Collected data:

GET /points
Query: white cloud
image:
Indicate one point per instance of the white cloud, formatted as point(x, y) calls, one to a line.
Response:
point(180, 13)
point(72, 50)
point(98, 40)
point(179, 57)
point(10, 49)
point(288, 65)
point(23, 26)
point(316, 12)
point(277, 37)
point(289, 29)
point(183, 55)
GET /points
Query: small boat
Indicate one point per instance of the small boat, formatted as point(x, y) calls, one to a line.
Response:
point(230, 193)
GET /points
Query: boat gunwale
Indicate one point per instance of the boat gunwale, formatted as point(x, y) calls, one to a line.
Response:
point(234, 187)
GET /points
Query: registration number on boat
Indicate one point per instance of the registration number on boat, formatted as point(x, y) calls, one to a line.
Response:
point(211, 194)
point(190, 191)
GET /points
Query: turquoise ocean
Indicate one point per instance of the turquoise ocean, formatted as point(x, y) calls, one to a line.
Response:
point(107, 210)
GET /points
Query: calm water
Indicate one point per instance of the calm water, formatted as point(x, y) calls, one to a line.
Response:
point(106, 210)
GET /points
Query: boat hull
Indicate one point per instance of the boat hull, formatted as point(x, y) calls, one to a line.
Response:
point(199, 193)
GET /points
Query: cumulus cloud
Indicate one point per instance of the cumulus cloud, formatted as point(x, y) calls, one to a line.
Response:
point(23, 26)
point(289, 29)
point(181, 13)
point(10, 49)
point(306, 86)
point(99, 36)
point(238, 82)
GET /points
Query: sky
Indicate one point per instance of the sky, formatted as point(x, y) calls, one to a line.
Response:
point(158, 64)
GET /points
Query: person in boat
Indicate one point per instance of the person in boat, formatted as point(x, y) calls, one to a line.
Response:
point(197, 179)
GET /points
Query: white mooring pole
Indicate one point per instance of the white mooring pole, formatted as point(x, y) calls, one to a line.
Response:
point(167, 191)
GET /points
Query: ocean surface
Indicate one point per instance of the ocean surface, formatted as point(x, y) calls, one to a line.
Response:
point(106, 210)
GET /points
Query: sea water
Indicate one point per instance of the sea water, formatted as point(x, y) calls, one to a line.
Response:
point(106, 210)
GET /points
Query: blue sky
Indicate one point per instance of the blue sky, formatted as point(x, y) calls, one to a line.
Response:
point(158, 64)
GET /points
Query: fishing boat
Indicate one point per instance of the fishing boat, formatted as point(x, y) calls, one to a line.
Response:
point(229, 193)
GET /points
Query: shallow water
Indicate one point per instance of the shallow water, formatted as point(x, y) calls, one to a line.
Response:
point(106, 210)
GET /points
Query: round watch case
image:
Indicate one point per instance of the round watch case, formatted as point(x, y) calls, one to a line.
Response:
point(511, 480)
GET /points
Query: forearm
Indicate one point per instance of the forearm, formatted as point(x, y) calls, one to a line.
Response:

▶ **Exercise prompt**
Retype the portion of the data above that starts on the line with "Indicate one point per instance of the fishing" and finishes on the line with "Query: forearm", including both of those lines.

▶ **Result for this exercise**
Indicate one point per instance of the fishing boat, formatted as point(x, y) calls, one to a line.
Response:
point(229, 193)
GET /points
Query: shallow water
Indicate one point per instance of the shallow water, formatted as point(x, y) calls, one to a line.
Response:
point(106, 210)
GET /points
Query: round watch case
image:
Indicate one point per instance of the round watch case, formatted as point(x, y) calls, one to a line.
Response:
point(511, 480)
GET /points
Query: forearm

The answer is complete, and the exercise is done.